**Task requirements**
Format the items from the line with "The client would like the book cover" to the line with "[333,73,769,557]" as a numbered list, leaving out any blank lines.

**Entries**
******************************

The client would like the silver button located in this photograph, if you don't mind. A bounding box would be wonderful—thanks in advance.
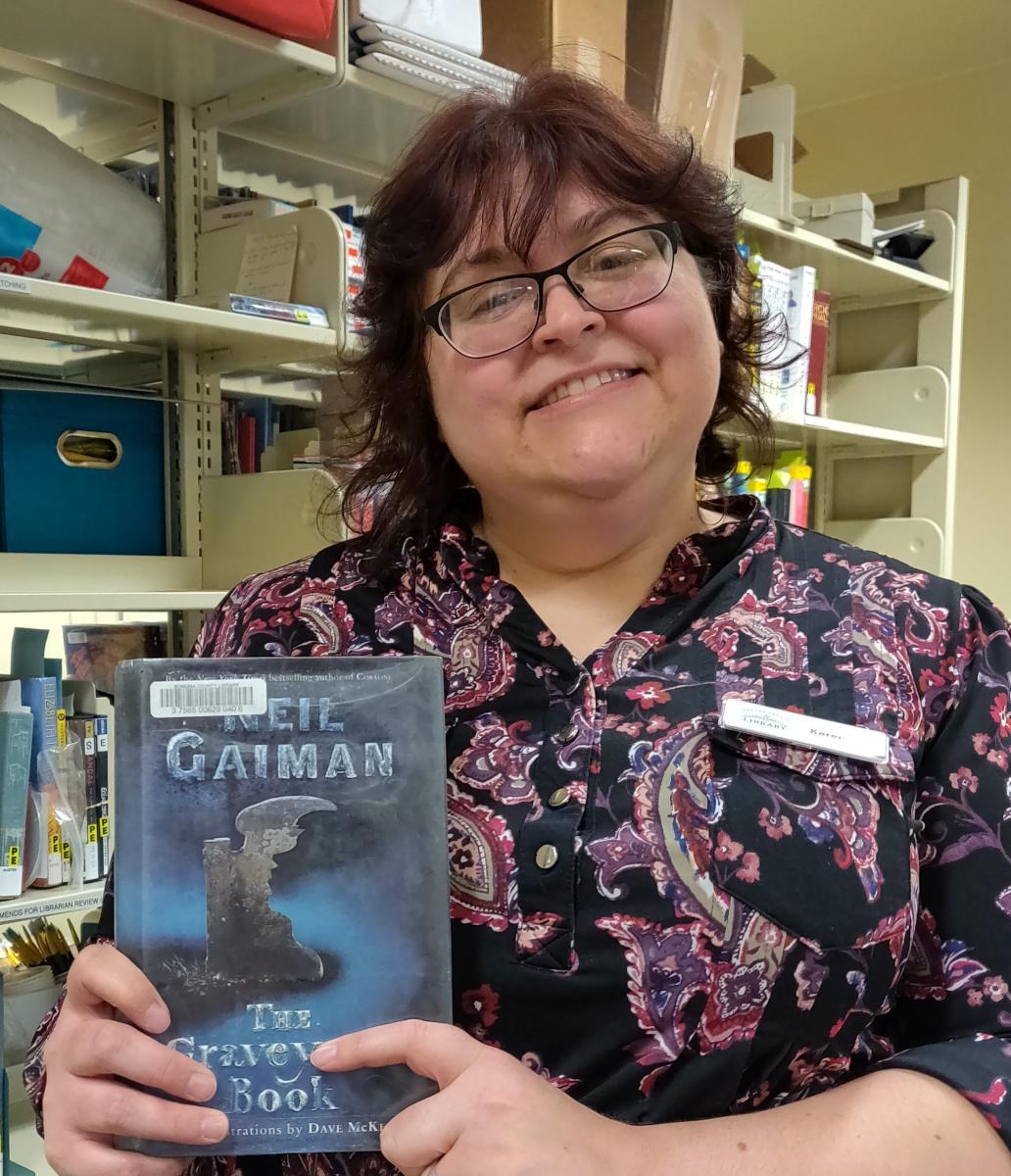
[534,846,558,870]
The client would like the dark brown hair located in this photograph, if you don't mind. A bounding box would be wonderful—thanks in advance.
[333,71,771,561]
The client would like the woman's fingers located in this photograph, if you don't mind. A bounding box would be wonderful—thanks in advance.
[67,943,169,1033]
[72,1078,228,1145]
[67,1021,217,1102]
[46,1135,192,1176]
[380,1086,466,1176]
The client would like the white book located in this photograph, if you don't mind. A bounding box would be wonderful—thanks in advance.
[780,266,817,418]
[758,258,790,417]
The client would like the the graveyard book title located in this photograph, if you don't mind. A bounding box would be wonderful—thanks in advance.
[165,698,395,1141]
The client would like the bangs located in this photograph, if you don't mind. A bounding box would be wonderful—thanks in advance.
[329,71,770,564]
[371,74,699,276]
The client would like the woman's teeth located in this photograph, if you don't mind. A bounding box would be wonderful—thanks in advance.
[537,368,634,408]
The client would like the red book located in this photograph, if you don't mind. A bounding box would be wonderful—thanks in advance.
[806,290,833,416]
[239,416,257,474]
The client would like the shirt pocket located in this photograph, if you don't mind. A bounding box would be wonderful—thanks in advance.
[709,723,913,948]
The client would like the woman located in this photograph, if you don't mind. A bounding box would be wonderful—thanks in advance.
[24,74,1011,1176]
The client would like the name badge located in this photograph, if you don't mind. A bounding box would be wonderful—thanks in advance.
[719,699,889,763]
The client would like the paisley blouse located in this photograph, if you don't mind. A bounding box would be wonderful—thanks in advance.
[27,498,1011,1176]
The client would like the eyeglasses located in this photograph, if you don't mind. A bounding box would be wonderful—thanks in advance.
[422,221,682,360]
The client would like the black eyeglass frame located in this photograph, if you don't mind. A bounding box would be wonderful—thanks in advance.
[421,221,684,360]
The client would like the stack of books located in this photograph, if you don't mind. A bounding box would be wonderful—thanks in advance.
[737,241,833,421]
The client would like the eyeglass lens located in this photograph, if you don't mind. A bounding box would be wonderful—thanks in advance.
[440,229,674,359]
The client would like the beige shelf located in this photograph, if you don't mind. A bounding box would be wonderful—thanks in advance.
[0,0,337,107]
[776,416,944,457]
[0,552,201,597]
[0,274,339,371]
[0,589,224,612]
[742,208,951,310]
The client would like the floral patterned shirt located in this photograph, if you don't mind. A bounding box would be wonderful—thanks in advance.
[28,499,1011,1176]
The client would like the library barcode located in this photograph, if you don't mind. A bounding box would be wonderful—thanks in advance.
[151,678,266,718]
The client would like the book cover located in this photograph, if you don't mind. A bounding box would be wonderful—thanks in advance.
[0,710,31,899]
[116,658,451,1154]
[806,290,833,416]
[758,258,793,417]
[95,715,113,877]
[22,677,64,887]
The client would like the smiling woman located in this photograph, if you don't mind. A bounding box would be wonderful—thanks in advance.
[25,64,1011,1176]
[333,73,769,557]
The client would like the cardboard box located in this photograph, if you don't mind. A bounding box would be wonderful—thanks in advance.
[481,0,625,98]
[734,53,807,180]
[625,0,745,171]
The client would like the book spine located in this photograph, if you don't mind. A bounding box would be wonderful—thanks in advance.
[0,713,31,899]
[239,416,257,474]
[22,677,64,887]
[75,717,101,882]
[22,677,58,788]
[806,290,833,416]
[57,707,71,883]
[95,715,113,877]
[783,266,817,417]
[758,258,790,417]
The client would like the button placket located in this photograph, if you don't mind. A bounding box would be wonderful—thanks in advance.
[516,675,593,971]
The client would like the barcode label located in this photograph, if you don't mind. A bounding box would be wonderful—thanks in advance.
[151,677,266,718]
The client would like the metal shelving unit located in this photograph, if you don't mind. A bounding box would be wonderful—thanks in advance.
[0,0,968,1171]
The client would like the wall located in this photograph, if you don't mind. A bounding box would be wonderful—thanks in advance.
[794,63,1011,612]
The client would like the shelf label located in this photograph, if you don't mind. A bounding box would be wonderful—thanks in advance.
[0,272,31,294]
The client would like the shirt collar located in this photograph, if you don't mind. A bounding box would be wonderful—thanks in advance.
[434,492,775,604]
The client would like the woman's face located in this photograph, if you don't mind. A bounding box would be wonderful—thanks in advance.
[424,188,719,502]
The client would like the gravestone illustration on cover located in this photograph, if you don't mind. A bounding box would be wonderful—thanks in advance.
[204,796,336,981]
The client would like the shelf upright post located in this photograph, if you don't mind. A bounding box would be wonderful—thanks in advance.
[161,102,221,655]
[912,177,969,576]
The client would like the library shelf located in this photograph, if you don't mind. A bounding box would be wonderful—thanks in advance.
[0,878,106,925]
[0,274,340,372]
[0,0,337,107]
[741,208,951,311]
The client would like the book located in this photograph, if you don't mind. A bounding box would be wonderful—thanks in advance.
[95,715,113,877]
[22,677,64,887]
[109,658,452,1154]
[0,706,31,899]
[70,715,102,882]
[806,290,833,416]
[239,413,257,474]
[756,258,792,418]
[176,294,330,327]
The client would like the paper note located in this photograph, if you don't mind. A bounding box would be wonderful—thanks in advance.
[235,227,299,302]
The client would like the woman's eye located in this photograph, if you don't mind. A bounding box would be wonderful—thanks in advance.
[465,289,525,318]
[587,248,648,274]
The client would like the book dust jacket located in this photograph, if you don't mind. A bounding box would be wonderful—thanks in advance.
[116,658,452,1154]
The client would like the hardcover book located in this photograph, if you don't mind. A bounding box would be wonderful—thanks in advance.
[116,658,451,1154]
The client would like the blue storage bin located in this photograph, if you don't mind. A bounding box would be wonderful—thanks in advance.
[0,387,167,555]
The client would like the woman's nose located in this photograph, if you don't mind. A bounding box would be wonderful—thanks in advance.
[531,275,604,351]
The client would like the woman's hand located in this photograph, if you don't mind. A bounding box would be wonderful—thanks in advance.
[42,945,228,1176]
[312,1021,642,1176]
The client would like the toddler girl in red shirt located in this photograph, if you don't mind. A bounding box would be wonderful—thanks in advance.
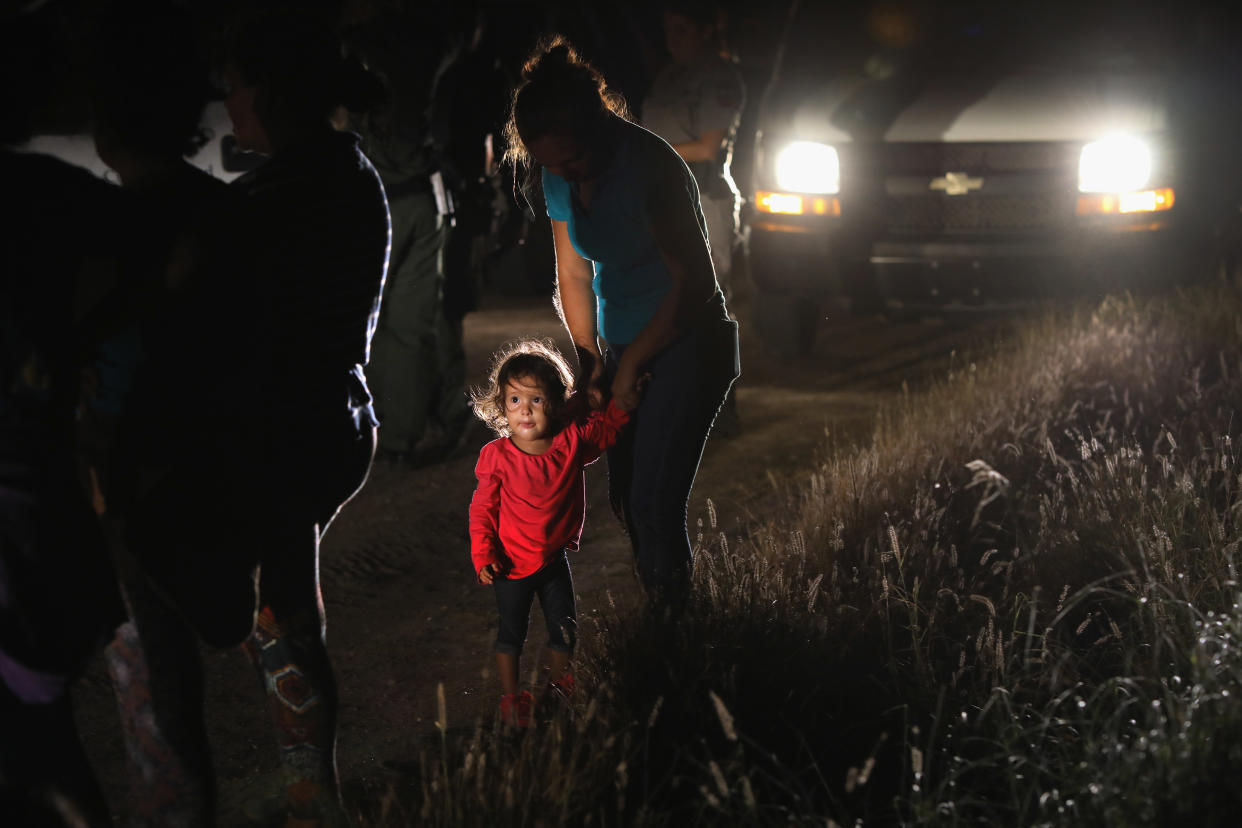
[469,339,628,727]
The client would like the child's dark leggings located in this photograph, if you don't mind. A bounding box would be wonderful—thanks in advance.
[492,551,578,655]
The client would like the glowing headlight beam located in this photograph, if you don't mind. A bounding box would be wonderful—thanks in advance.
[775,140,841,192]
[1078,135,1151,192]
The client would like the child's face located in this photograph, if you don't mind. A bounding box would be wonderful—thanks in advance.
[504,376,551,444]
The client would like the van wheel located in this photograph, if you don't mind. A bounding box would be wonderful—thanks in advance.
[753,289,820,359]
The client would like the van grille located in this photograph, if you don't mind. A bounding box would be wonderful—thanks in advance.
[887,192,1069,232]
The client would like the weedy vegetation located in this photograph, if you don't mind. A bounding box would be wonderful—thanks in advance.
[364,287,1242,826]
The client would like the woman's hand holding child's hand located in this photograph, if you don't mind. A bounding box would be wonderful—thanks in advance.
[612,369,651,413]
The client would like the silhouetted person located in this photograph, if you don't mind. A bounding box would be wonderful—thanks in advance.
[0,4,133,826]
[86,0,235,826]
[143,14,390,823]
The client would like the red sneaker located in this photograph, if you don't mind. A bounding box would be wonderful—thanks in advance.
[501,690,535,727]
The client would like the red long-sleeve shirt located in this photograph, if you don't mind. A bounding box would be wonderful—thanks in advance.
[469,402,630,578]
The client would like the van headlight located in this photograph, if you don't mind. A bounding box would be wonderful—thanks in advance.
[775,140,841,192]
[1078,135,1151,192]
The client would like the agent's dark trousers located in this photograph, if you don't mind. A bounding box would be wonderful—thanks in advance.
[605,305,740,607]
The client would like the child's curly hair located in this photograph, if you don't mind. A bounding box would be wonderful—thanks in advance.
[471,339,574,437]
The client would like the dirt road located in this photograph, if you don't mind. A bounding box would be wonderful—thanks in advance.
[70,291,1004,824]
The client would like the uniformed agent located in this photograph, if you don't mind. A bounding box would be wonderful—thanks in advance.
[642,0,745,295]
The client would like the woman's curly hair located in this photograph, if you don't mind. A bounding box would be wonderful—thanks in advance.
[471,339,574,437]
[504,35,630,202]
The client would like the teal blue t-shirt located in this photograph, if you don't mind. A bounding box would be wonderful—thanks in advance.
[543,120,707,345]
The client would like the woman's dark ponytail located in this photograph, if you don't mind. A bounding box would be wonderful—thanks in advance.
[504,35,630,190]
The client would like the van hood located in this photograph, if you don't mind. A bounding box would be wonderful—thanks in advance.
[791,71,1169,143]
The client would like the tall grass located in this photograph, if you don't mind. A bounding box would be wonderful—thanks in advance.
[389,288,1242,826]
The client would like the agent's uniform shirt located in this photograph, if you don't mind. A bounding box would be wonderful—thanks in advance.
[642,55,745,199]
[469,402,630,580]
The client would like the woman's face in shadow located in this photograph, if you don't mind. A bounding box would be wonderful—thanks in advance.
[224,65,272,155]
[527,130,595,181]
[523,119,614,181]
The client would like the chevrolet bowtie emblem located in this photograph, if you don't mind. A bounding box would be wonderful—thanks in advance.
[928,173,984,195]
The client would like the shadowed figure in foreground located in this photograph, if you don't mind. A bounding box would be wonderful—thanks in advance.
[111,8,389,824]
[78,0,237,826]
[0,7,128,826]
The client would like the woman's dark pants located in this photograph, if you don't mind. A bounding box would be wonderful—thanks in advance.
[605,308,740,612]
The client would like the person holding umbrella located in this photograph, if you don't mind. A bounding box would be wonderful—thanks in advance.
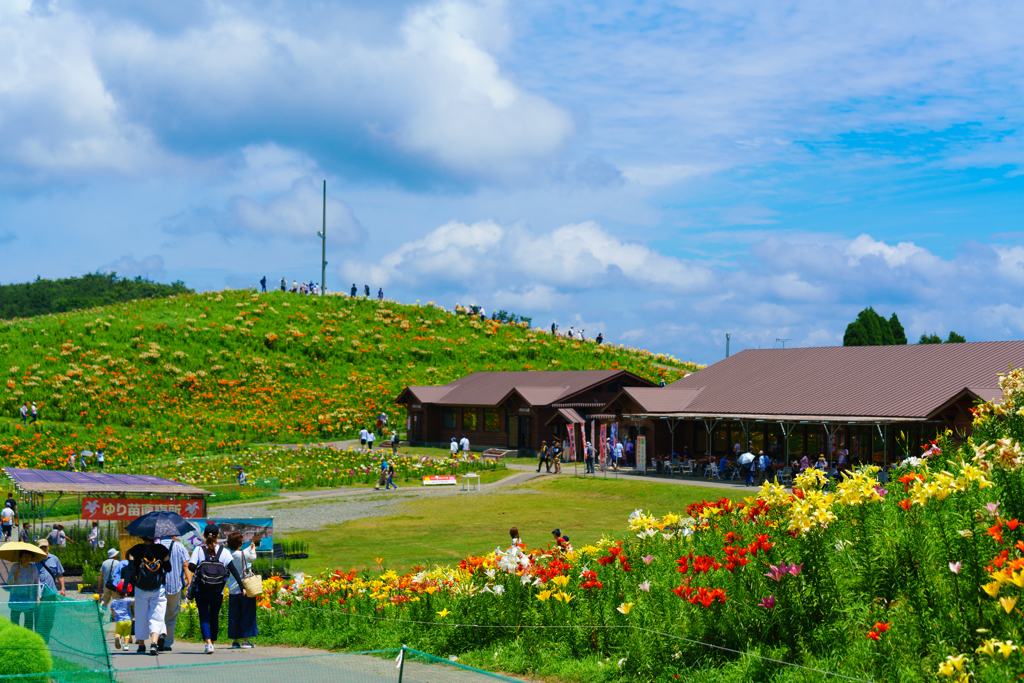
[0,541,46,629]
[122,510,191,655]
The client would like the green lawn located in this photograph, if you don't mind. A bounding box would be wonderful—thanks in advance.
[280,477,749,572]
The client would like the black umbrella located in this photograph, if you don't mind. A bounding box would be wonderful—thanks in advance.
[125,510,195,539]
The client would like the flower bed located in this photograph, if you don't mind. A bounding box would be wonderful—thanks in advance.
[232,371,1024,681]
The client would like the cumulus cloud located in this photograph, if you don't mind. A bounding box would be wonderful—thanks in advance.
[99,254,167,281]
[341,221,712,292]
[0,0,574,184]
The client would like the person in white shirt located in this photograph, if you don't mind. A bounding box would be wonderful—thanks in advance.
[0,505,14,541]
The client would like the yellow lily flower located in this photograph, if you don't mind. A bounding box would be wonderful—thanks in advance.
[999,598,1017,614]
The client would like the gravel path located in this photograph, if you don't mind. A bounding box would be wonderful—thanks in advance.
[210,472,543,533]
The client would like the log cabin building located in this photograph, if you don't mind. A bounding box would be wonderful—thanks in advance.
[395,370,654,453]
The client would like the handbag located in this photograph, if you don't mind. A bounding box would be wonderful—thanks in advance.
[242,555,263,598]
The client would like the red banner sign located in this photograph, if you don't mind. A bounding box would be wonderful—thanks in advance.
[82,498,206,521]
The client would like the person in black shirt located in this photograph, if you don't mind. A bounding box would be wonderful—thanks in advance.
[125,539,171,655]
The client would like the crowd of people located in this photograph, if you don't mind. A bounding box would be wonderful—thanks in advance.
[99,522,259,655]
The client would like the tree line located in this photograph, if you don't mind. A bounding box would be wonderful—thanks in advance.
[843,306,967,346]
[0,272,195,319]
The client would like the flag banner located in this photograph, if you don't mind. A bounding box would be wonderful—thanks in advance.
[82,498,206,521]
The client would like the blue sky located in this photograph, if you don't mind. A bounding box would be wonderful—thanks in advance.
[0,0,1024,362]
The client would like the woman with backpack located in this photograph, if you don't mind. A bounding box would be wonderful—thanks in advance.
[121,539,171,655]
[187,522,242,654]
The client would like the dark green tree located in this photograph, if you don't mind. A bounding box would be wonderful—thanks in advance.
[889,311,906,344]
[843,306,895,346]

******************************

**Expected answer**
1. The client would like the book cover located in this photograph, if you don't mind. A bounding box would be wonderful—thanks in advance.
2. [0,710,31,899]
3. [116,658,451,1154]
4. [806,290,833,416]
5. [758,258,793,417]
6. [95,715,113,877]
7. [22,677,64,887]
8. The client would like the smiling woman located in this photograph, if you don't mind. A bounding box would be wonderful—thanks in advance.
9. [25,64,1011,1176]
10. [333,73,769,557]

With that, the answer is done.